*TRY IT*: Among the entries below, one line contains "Target: gold heart cutout" and another contains "Target: gold candle holder". Transcribe those two lines and every line between them, exactly.

___ RECORDS FOR THE TASK

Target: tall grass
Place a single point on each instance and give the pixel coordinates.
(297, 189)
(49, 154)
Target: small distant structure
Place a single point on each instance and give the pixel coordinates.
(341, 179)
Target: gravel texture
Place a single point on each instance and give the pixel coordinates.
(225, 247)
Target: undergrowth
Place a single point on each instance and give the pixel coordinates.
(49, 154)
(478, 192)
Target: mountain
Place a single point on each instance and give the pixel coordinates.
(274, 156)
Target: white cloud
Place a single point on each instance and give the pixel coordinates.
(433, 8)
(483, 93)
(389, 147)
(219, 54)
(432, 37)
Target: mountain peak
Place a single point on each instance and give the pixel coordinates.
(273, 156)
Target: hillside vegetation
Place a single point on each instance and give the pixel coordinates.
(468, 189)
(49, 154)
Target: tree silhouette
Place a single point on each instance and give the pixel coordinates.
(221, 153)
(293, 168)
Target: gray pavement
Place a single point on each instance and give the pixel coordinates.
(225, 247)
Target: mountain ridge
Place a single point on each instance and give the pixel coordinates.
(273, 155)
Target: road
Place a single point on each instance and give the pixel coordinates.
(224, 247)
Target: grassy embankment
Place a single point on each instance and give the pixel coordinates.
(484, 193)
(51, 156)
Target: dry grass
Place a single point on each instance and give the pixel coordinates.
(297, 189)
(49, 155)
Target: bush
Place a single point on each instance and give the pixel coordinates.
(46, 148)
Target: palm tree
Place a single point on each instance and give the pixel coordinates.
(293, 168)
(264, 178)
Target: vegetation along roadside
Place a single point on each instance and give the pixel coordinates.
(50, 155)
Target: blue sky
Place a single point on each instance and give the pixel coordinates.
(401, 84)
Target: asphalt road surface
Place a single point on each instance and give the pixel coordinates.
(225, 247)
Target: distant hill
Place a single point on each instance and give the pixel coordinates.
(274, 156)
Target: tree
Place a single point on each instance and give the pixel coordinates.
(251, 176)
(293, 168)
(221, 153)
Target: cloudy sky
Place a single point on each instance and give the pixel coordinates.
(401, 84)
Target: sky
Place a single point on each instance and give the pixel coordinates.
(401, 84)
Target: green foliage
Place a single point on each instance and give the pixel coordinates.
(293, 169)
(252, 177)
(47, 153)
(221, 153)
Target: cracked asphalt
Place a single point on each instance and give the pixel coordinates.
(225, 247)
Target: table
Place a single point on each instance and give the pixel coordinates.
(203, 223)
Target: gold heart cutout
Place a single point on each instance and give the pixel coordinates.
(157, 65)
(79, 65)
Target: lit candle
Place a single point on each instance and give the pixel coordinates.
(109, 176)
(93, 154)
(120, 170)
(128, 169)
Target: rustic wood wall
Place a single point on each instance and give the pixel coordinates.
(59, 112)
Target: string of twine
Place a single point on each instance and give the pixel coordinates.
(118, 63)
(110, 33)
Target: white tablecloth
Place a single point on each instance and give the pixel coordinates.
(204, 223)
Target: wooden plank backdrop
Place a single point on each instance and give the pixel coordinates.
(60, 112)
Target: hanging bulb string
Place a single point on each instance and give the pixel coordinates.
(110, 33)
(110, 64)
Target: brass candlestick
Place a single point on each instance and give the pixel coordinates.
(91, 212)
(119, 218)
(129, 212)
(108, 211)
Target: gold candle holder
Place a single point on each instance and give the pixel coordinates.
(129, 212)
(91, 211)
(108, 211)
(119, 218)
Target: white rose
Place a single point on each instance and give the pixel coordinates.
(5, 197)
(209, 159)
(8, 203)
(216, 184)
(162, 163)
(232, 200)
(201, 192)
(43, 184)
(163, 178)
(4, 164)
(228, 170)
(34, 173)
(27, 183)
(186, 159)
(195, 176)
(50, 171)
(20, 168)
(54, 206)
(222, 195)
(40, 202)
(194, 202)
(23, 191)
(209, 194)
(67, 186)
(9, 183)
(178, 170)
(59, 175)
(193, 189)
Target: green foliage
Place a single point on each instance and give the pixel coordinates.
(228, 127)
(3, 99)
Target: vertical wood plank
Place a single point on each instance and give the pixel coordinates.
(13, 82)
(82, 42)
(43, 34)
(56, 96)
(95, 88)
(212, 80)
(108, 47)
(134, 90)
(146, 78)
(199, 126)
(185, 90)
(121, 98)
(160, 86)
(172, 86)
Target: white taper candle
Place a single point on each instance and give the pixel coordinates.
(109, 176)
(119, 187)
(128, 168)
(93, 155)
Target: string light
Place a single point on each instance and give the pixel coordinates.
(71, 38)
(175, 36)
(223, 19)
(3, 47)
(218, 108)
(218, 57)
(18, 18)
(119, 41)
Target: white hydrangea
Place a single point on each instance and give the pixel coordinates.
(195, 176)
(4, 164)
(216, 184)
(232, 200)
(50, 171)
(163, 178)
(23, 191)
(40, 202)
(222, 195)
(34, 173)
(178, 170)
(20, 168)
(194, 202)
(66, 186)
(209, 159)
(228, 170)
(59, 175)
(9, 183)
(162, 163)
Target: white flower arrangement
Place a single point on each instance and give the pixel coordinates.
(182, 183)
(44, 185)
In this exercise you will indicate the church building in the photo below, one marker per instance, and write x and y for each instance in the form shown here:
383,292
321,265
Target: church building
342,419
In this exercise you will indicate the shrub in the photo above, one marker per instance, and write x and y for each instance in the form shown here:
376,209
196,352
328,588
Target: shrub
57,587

______

*RESULT BELOW*:
Target: gold heart cutout
Place a single point on each instance and give the pixel coordinates.
(157, 65)
(79, 65)
Target: lit candle
Place a single point on each instance and give the pixel coordinates.
(109, 176)
(93, 154)
(120, 170)
(128, 169)
Target: rustic wood wall
Place a single point on each instance and give the pixel coordinates.
(59, 112)
Target: string of twine
Place a single point on each instance and give the pixel coordinates.
(118, 63)
(110, 33)
Target: white tablecloth
Place a single point on each instance and give the pixel coordinates.
(204, 223)
Target: wooden plank backdrop
Place a single point on each instance and give the pixel coordinates.
(60, 112)
Target: hanging bulb string
Place a single point on each instance and give the pixel coordinates.
(110, 33)
(110, 64)
Target: brass candlestick
Place a single point on each instance and give the pixel coordinates.
(91, 212)
(119, 218)
(129, 212)
(108, 211)
Target: gold candle holder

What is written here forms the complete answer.